Document segment |

‘The problem with energy,’ says the earnest energy department civil servant across the café table from me, ‘is entropy. Actually, three problems. Where the energy comes from is a problem. Where it goes to when we’re done with it is a problem. And the process of using it is a problem. Those three things will always be true. They will always cost us in money, resources and consequences.’ Then she adds, looking nervously about her: ‘But saying so is a shortcut to a short career. People want to hear that they can have unlimited free supplies, without spoiling their view, while saving the planet at the same time... juggling things to try and square that circle is mostly computerised data analysis.’
The analysis to which she refers is not just application of a known set of techniques to a static set of criteria. Not only is the landscape changing as technologies and economics shift, but the analysis itself invariably informs change in both methodologies and approaches that in turn alter the criteria on which the analysis was based. This is not unique to energy issues, nor to the present time, but it does become more acute when (as here) both policy and innovation respond to pressure in an area where margins have become the main area for advance. As Tom Tietenberg commented in a survey of energy efficiency effectiveness this year, ‘policy makers must recognise an expanded set of barriers and respond with some ingenuity in applying an expanded set of available instruments’.1
Where energy comes from is, one way or another, to be blunt, the environment – and the environment is not only an emotive subject, but an increasingly urgent focus of scientific attention. Energy acquisition also interpenetrates with other urgent supply concerns: food production, for instance, has become an energy intensive activity whose outputs are in their turn coming under pressure from biofuels demand. Where it goes after we’ve done with it is, once again, the environment – usually as heat, at a time when we are worrying about environmental warming. And how we use it decides how much we need to extract, and how much of it we return, and the ratio of that utilised to that wasted.
For much of history, energy sources were direct. A fire might be wasteful, but it delivered the heat of combustion direct from the fuel to the point of application; the fuel might have to be collected, but generally not from great distances. A windmill might have great frictional losses, but it converted wind energy directly into movement of grinding stones against the wheat. A ship might be slow, and at the mercy of the weather, but the wind in its sails converted directly to its movement.

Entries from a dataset

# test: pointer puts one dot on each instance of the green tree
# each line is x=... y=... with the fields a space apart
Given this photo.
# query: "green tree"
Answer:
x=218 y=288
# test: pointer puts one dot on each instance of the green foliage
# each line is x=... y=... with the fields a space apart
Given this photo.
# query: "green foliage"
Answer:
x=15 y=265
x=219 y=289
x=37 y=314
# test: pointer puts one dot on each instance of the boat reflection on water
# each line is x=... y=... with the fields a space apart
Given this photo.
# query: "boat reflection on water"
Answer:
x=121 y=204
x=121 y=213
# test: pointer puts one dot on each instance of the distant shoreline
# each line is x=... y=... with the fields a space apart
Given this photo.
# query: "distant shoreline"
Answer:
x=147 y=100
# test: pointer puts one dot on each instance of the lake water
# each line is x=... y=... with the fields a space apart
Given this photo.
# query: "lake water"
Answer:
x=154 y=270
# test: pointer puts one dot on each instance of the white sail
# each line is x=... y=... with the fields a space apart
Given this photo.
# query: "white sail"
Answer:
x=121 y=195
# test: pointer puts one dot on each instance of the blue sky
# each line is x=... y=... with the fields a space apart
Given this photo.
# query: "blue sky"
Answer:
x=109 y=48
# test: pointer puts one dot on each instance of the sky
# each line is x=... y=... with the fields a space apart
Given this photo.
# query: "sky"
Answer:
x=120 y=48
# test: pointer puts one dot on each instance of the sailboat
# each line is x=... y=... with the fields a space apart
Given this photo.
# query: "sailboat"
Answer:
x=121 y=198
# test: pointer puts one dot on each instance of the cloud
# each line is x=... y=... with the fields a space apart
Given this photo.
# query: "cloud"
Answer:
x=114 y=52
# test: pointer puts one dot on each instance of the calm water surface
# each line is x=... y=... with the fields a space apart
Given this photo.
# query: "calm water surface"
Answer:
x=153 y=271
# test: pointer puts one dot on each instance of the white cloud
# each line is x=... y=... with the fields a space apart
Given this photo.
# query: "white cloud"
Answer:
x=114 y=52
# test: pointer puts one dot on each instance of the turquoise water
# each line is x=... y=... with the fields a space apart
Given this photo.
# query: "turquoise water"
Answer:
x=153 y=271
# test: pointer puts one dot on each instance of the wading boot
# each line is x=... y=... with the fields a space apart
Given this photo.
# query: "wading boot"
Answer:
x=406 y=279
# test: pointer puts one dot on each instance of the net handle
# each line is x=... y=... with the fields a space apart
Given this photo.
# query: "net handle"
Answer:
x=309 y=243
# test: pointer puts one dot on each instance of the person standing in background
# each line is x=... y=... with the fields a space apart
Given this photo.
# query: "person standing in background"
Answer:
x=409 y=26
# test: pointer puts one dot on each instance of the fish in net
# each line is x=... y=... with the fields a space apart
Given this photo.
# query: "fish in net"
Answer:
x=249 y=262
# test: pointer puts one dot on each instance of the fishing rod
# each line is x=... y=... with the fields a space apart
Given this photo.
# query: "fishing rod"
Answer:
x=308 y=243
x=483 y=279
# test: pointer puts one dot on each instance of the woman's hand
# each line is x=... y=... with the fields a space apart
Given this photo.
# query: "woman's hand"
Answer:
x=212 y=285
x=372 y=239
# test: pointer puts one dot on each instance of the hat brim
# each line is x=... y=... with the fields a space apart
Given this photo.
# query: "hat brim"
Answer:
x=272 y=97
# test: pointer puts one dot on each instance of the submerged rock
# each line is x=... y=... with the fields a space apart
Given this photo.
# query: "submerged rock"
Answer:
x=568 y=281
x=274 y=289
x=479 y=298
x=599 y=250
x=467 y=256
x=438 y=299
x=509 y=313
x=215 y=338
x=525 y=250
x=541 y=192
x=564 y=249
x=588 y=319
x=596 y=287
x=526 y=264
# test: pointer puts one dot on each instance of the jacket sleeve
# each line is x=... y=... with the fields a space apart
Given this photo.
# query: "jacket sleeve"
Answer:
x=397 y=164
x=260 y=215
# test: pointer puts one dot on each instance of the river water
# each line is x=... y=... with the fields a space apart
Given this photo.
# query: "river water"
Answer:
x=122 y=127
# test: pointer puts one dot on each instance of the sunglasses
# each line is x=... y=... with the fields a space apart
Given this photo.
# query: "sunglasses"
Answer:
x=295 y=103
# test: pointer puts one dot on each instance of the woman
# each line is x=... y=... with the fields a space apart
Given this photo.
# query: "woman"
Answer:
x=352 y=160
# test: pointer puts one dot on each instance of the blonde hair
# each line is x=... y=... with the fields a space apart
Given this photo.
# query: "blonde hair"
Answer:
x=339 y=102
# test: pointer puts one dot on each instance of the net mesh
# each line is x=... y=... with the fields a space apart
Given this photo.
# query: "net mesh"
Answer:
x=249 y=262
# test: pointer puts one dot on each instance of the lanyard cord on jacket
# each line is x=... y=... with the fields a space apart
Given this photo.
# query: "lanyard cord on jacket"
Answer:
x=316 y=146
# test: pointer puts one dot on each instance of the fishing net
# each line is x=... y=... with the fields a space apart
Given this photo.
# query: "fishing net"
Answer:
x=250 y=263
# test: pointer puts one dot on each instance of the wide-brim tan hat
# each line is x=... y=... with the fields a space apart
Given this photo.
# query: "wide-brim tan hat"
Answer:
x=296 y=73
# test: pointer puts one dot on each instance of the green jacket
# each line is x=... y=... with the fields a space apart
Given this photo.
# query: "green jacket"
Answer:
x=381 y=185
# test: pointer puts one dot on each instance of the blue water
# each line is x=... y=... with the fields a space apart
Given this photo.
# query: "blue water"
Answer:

Parts of the exercise |
1. Copy everything from "For much of" down to "to its movement." in the piece on energy, with "windmill" changed to "watermill".
2. Answer these questions using the piece on energy:
(a) What does the energy department civil servant name as the problem with energy?
(b) Who commented on an expanded set of barriers in a survey of energy efficiency effectiveness?
(c) Food production's outputs are coming under pressure from what kind of demand?

Responses for each task |
1.
For much of history, energy sources were direct. A fire might be wasteful, but it delivered the heat of combustion direct from the fuel to the point of application; the fuel might have to be collected, but generally not from great distances. A watermill might have great frictional losses, but it converted wind energy directly into movement of grinding stones against the wheat. A ship might be slow, and at the mercy of the weather, but the wind in its sails converted directly to its movement.

2.
(a) Entropy.
(b) Tom Tietenberg.
(c) Biofuels demand.